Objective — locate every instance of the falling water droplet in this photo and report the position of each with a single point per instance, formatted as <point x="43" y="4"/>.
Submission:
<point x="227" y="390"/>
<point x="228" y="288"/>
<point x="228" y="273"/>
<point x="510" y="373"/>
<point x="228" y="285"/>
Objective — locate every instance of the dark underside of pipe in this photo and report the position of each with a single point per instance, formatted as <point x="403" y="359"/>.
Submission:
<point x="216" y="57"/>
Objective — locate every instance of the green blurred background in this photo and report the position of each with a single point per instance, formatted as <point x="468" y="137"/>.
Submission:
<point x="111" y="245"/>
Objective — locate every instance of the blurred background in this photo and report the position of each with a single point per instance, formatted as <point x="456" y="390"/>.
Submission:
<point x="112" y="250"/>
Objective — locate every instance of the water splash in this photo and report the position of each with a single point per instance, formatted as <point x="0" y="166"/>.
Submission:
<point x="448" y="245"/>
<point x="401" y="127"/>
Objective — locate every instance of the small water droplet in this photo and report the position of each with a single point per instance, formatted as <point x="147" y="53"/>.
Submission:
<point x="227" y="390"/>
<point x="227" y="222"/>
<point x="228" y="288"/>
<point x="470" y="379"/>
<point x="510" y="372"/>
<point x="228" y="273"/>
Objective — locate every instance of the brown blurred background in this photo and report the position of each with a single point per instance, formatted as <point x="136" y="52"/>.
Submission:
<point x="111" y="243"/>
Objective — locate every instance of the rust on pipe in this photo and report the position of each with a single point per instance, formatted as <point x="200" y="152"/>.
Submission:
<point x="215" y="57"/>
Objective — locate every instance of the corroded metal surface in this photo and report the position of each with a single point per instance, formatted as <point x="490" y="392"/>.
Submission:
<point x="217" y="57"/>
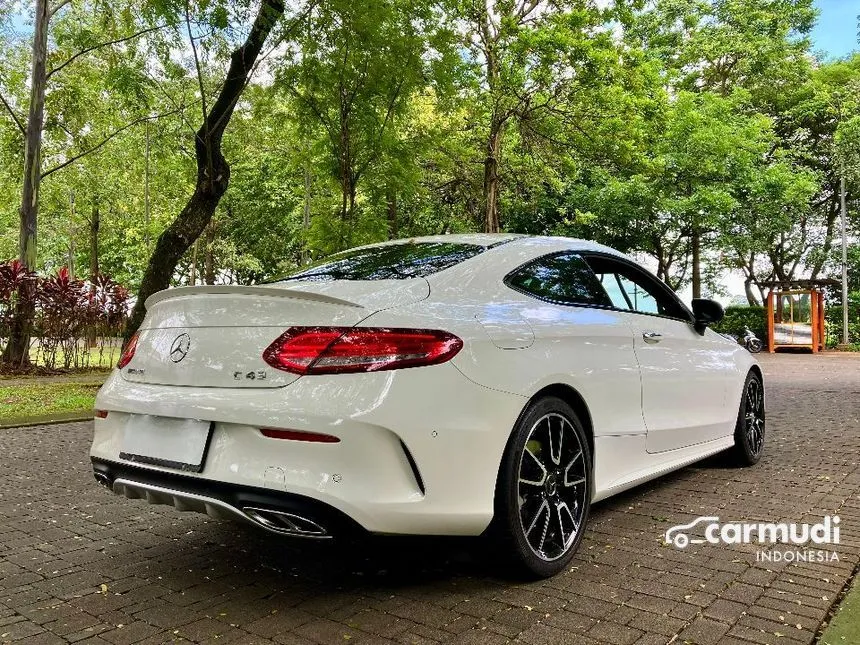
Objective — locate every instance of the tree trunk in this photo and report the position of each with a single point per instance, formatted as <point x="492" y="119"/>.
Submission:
<point x="306" y="216"/>
<point x="213" y="171"/>
<point x="695" y="243"/>
<point x="491" y="179"/>
<point x="391" y="207"/>
<point x="193" y="279"/>
<point x="16" y="353"/>
<point x="71" y="262"/>
<point x="95" y="223"/>
<point x="209" y="255"/>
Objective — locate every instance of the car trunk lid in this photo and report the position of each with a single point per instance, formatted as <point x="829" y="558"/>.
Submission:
<point x="215" y="336"/>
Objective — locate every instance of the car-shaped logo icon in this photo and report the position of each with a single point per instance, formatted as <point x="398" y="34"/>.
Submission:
<point x="677" y="537"/>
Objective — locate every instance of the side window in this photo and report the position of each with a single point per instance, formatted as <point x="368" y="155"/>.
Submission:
<point x="563" y="278"/>
<point x="632" y="289"/>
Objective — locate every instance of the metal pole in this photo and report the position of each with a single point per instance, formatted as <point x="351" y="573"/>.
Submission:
<point x="844" y="264"/>
<point x="146" y="192"/>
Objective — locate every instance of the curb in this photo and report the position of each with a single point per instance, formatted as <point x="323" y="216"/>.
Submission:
<point x="47" y="419"/>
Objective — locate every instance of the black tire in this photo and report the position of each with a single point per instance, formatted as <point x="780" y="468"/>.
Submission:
<point x="750" y="427"/>
<point x="541" y="490"/>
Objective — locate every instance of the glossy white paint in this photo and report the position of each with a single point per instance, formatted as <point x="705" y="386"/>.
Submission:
<point x="652" y="407"/>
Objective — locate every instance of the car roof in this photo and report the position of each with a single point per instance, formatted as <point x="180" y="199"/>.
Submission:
<point x="545" y="242"/>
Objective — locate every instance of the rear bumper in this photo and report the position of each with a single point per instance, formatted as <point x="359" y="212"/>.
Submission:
<point x="275" y="512"/>
<point x="419" y="449"/>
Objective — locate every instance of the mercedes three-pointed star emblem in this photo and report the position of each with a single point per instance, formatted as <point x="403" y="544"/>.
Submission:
<point x="179" y="348"/>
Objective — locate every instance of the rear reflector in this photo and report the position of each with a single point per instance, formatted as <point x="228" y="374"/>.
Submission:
<point x="128" y="352"/>
<point x="298" y="435"/>
<point x="340" y="350"/>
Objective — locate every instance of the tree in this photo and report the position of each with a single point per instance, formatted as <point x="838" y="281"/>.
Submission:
<point x="535" y="58"/>
<point x="16" y="352"/>
<point x="356" y="68"/>
<point x="213" y="170"/>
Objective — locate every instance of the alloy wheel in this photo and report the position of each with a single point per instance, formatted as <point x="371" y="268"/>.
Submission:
<point x="552" y="486"/>
<point x="754" y="411"/>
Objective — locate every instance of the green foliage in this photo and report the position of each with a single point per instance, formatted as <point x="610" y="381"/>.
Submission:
<point x="640" y="125"/>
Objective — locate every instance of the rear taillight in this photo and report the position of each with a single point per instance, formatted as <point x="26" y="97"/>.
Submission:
<point x="339" y="350"/>
<point x="128" y="352"/>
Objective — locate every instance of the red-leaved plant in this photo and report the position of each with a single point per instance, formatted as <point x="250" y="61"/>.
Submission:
<point x="75" y="319"/>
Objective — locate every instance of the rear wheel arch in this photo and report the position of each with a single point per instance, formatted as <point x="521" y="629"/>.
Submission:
<point x="574" y="399"/>
<point x="570" y="396"/>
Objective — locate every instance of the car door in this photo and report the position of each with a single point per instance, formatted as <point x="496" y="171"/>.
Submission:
<point x="685" y="375"/>
<point x="578" y="339"/>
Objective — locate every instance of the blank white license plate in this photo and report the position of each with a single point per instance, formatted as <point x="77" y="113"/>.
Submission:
<point x="164" y="441"/>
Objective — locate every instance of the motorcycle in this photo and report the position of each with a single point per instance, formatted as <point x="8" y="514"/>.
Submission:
<point x="750" y="341"/>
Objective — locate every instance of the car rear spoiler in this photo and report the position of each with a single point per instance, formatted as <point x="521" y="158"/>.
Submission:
<point x="269" y="292"/>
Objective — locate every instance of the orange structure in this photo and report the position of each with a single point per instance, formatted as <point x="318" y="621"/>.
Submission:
<point x="795" y="314"/>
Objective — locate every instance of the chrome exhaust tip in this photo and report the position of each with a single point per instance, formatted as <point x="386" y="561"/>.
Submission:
<point x="103" y="480"/>
<point x="286" y="523"/>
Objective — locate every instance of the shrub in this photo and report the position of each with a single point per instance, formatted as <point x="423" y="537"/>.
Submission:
<point x="833" y="321"/>
<point x="75" y="321"/>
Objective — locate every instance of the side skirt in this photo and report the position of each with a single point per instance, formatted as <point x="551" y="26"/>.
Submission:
<point x="622" y="462"/>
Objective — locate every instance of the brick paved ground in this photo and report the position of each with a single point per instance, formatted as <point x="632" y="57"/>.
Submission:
<point x="79" y="565"/>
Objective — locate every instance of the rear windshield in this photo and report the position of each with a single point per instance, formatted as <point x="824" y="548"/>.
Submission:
<point x="389" y="262"/>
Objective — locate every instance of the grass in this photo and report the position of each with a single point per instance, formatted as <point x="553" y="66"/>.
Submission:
<point x="46" y="398"/>
<point x="97" y="360"/>
<point x="844" y="629"/>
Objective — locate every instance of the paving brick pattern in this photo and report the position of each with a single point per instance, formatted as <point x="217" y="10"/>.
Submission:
<point x="80" y="565"/>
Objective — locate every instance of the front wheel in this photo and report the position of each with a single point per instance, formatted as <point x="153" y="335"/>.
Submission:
<point x="543" y="495"/>
<point x="750" y="427"/>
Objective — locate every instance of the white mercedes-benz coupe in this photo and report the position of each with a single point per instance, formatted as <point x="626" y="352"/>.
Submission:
<point x="454" y="385"/>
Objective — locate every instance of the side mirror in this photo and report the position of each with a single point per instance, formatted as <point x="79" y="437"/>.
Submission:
<point x="706" y="312"/>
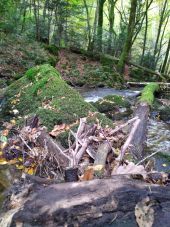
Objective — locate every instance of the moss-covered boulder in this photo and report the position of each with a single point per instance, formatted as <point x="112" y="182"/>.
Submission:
<point x="111" y="103"/>
<point x="165" y="113"/>
<point x="41" y="91"/>
<point x="114" y="106"/>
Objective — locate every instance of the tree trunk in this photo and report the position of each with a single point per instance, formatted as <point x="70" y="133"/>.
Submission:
<point x="100" y="24"/>
<point x="162" y="18"/>
<point x="128" y="42"/>
<point x="145" y="35"/>
<point x="112" y="4"/>
<point x="106" y="202"/>
<point x="138" y="141"/>
<point x="88" y="26"/>
<point x="166" y="58"/>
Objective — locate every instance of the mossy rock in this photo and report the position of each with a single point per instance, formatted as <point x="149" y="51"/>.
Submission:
<point x="111" y="103"/>
<point x="41" y="91"/>
<point x="148" y="93"/>
<point x="53" y="49"/>
<point x="165" y="113"/>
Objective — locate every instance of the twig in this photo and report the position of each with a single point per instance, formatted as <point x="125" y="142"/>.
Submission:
<point x="27" y="146"/>
<point x="149" y="156"/>
<point x="129" y="139"/>
<point x="124" y="125"/>
<point x="107" y="140"/>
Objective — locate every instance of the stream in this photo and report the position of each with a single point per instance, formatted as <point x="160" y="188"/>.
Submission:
<point x="158" y="132"/>
<point x="158" y="138"/>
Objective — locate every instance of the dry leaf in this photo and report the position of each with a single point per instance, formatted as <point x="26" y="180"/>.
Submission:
<point x="145" y="213"/>
<point x="131" y="168"/>
<point x="88" y="175"/>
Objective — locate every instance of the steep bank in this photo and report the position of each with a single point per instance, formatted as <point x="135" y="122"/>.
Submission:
<point x="43" y="92"/>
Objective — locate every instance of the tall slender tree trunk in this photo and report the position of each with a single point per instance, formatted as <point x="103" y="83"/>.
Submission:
<point x="128" y="42"/>
<point x="88" y="26"/>
<point x="94" y="29"/>
<point x="159" y="32"/>
<point x="112" y="4"/>
<point x="100" y="24"/>
<point x="36" y="15"/>
<point x="160" y="43"/>
<point x="24" y="17"/>
<point x="166" y="58"/>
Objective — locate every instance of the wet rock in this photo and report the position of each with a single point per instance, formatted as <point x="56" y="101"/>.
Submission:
<point x="42" y="91"/>
<point x="165" y="113"/>
<point x="114" y="106"/>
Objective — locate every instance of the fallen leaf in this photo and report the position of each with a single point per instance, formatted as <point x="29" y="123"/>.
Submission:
<point x="145" y="213"/>
<point x="88" y="175"/>
<point x="129" y="168"/>
<point x="3" y="161"/>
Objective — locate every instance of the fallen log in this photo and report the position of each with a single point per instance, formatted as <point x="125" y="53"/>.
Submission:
<point x="138" y="140"/>
<point x="142" y="84"/>
<point x="120" y="201"/>
<point x="115" y="60"/>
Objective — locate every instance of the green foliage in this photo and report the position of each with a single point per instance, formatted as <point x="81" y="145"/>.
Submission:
<point x="111" y="103"/>
<point x="148" y="93"/>
<point x="41" y="91"/>
<point x="53" y="49"/>
<point x="18" y="54"/>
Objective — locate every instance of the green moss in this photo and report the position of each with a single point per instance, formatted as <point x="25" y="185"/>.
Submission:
<point x="148" y="93"/>
<point x="42" y="91"/>
<point x="53" y="49"/>
<point x="111" y="103"/>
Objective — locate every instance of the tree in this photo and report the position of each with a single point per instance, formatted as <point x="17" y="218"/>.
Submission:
<point x="163" y="14"/>
<point x="163" y="69"/>
<point x="112" y="4"/>
<point x="100" y="24"/>
<point x="128" y="42"/>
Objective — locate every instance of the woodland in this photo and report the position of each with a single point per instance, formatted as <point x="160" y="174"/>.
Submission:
<point x="84" y="113"/>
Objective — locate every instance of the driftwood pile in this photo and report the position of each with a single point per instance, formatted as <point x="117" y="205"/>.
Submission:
<point x="92" y="152"/>
<point x="126" y="194"/>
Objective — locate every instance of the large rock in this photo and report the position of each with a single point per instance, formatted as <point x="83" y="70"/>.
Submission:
<point x="114" y="106"/>
<point x="42" y="91"/>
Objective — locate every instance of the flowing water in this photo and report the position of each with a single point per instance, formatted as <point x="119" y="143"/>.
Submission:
<point x="94" y="95"/>
<point x="158" y="137"/>
<point x="158" y="132"/>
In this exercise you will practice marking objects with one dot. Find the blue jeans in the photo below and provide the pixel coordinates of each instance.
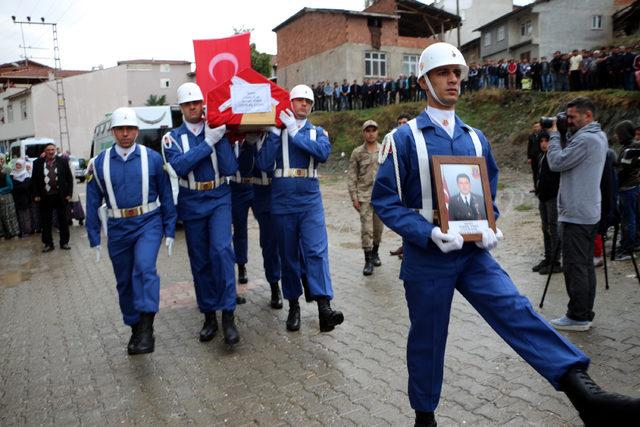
========================================================================
Short task
From the rows above, pick out and reproduce in full every line containing the string "rear". Treat uppercase and lowercase letters as distinct.

Answer to this problem
Objective — locate every instance of the rear bumper in this photo and report the position of each with a single point per instance, formatted as <point x="359" y="212"/>.
Objective — locate every instance of the rear reflector in this photo and report the position of each with a single point per instance, formatted as <point x="228" y="374"/>.
Objective — locate every instance of the rear taillight in this photo and report the position of each with a single point per instance, formatted as <point x="26" y="97"/>.
Objective — locate every instance of the rear wheel arch in this photo and report the position of each with a single point per instance, formatted as <point x="521" y="629"/>.
Objective — locate every instance of the car rear spoiler in this photo and report the position of each with a single point per instance, formatted as <point x="521" y="158"/>.
Objective — locate every instance of the rear windshield in this photo and report the position of each with a single point per instance, formatted as <point x="824" y="548"/>.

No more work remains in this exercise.